### PAGE EXTRACT
※

The family made the roughly four-and-a-half-hour drive to our Liberty Campus, which houses both the Proton Therapy Center and the Cancer and Blood Diseases Institute.
The Proton Therapy Center not only has medical oncologists on the team who are experts in medulloblastomas, but also radiation oncologists who specialize in delivering proton therapy, Dr. Hummel said, adding, “And we have a social support system that supports people like Atticus coming from a long ways away so he can get through proton therapy to do well later on in life."
Like Atticus, more than half of the patients who come to Cincinnati Children’s for pediatric proton therapy treatments travel from outside the area.
A social worker from the Proton Therapy Center connected Maria and Josh with housing options and put them in touch with foundations and other community resources that could help with expenses.

※

### SUPPLIED DATA
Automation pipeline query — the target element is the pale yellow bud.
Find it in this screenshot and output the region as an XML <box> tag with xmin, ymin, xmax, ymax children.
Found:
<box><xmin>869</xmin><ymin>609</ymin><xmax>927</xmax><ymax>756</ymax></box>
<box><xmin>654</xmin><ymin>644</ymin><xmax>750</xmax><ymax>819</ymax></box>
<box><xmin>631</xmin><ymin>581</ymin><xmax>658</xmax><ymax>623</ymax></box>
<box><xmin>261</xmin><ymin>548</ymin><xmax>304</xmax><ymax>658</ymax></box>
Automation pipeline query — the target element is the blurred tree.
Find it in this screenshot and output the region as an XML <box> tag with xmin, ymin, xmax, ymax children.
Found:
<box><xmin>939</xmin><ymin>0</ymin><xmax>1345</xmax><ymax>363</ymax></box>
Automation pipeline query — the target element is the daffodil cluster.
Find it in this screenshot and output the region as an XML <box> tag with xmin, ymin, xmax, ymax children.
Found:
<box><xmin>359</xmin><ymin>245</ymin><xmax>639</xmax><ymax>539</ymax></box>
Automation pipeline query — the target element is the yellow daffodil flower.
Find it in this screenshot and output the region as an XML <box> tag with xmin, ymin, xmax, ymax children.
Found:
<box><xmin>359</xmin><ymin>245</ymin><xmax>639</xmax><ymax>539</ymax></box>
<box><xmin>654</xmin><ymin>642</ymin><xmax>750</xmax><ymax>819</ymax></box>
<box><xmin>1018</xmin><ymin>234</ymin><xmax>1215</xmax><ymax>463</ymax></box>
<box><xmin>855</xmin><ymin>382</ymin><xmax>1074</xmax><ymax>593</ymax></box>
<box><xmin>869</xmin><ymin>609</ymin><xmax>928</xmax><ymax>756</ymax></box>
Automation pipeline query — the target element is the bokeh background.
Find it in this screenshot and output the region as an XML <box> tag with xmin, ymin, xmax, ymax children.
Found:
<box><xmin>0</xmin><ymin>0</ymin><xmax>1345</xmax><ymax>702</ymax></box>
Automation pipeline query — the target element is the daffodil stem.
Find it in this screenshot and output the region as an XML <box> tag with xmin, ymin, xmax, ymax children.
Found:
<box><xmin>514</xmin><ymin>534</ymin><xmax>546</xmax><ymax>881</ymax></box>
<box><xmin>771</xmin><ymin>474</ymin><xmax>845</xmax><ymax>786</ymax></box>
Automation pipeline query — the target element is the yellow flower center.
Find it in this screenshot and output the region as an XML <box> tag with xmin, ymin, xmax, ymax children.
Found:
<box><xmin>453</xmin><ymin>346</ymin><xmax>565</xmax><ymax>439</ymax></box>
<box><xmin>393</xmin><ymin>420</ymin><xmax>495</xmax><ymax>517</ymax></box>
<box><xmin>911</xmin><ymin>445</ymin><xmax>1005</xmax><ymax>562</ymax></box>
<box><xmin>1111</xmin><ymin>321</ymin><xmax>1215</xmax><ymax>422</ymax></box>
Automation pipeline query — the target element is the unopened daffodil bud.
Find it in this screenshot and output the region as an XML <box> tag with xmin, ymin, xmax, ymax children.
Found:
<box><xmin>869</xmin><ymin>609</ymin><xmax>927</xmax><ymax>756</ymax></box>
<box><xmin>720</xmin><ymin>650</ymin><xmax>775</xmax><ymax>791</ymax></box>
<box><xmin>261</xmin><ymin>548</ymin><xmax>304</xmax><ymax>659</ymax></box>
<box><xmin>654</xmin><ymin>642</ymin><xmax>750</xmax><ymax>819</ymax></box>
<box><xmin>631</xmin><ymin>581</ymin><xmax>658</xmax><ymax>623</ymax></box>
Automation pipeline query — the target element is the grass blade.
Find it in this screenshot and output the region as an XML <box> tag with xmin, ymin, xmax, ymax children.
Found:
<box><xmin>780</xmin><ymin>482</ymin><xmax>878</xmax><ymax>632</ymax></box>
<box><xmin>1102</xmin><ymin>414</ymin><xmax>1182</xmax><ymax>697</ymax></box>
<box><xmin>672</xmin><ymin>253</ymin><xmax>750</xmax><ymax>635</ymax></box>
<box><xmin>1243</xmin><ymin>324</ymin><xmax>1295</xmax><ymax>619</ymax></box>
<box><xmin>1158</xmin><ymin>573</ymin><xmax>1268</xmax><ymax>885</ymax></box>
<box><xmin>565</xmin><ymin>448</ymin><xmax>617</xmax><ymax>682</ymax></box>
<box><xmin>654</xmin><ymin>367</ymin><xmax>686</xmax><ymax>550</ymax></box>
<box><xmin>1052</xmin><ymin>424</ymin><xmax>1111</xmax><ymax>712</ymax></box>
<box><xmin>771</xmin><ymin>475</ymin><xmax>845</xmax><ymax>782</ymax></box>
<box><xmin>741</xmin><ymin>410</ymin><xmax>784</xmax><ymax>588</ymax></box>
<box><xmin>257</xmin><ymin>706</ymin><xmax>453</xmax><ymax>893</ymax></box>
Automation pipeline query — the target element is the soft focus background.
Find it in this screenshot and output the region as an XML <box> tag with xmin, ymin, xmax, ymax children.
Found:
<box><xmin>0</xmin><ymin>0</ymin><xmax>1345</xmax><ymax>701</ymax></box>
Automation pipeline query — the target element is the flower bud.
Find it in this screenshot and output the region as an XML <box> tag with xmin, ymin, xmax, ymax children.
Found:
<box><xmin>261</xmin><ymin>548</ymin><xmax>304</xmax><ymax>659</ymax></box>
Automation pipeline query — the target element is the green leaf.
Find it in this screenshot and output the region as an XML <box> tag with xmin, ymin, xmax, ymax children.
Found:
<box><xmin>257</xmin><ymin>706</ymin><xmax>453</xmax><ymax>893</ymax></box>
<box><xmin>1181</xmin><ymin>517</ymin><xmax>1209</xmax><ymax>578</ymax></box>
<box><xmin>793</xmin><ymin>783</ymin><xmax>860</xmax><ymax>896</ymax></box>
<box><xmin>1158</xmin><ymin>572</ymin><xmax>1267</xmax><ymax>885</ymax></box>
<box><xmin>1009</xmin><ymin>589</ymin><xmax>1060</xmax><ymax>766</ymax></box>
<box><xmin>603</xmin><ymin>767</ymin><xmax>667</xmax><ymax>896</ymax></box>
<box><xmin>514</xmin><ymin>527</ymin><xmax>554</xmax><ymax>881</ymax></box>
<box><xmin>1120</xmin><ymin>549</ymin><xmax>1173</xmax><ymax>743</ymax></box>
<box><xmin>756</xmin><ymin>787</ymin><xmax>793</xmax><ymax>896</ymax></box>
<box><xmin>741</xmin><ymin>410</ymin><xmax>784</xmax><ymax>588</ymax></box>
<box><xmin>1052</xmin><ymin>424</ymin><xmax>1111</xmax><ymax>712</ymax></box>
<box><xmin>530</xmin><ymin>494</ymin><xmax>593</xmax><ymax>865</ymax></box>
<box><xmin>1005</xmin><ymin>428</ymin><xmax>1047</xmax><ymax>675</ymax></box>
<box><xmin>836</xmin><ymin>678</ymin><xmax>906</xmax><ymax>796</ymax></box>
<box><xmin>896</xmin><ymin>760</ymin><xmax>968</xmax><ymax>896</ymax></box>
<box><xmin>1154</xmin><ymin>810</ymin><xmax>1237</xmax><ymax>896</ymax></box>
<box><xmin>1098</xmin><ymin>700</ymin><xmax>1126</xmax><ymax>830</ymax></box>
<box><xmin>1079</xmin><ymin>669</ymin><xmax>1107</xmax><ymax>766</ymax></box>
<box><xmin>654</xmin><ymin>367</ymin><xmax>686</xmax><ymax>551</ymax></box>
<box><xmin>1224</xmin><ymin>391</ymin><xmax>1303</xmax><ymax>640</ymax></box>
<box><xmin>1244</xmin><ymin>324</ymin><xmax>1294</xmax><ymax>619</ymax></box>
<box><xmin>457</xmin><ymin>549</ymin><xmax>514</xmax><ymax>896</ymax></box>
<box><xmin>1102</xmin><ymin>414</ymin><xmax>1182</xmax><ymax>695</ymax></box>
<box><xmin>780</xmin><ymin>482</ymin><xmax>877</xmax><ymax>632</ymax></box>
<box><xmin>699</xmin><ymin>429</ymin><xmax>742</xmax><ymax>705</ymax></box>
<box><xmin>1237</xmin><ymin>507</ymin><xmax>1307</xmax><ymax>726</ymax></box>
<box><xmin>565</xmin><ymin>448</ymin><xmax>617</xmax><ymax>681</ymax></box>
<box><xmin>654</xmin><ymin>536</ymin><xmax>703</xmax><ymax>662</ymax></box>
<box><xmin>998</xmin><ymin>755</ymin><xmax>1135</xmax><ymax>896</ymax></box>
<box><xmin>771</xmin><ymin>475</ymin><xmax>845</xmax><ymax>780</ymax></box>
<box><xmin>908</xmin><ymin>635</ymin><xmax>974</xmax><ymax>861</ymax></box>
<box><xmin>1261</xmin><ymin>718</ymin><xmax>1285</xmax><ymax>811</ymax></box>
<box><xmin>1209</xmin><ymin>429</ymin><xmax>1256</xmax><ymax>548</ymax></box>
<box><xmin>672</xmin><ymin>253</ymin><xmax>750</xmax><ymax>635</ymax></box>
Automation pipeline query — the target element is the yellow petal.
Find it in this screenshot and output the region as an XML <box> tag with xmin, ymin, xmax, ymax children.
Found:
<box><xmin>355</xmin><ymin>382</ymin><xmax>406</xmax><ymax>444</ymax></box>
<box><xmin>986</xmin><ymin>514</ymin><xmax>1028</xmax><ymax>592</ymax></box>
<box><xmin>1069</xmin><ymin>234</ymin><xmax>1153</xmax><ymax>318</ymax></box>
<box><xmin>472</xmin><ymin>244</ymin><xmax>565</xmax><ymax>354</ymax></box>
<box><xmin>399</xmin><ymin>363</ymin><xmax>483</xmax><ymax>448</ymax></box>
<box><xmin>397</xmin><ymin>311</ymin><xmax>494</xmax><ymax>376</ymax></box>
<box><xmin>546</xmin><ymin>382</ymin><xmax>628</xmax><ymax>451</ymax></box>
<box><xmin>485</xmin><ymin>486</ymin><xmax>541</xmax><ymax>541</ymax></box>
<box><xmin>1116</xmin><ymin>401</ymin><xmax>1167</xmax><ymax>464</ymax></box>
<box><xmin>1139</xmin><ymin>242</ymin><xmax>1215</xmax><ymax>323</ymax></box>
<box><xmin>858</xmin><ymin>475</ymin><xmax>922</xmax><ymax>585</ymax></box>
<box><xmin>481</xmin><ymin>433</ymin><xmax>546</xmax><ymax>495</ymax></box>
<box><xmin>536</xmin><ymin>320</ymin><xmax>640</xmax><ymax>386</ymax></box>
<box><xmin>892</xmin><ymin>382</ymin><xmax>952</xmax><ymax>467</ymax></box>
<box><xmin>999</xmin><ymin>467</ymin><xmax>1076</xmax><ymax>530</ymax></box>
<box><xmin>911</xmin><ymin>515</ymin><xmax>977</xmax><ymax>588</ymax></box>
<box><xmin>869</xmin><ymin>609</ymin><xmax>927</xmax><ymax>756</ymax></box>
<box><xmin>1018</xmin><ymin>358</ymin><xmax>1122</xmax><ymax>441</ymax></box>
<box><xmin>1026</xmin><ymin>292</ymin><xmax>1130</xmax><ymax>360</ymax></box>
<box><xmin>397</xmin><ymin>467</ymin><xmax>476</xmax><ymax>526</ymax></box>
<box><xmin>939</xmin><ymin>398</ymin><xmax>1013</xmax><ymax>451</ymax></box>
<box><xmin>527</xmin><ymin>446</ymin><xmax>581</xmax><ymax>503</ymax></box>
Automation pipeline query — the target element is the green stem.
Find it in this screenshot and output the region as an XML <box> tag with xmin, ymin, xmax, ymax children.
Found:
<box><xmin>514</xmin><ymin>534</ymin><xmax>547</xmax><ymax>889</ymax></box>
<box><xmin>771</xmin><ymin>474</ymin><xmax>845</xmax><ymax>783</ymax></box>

※

Could you copy word for word the part of the proton therapy passage above that opens with the words containing "A social worker" and closes with "help with expenses."?

A social worker from the Proton Therapy Center connected Maria and Josh with housing options and put them in touch with foundations and other community resources that could help with expenses.